**Exercise passage**
========
The 2004 United States House of Representatives election in Wyoming was held on November 2, 2004. Incumbent Republican Congresswoman Barbara Cubin ran for re-election to a sixth term. Cubin faced several challengers in the Republican primary, several of whom attacked her for missing votes in Congress. While Cubin won the primary, she received only 55 percent of the vote. In the general election, she was opposed by Ted Ladd, the Democratic nominee and a business consultant. While Cubin won re-election overwhelmingly, she won by a significantly narrower margin than President George W. Bush did in the presidential election, and lost two counties (Albany and Laramie) that Bush carried.
========
**Recorded data**
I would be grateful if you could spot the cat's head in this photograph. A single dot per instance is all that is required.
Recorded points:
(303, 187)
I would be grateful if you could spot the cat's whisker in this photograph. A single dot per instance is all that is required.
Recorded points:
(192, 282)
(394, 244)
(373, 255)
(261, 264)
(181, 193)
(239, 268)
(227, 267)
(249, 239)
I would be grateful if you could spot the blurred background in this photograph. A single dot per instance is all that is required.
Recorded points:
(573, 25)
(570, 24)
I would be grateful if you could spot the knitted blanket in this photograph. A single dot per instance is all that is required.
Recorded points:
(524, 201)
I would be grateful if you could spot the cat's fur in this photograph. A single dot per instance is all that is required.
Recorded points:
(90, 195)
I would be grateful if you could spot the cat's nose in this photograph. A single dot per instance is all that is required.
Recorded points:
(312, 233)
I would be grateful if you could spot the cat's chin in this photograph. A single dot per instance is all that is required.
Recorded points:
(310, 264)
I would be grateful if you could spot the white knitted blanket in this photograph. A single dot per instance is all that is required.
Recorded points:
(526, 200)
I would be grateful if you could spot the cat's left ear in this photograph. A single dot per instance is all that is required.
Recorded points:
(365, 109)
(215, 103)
========
**What to produce**
List every person named in the passage about Wyoming's 2004 House election.

**Response to this exercise**
Barbara Cubin, Ted Ladd, George W. Bush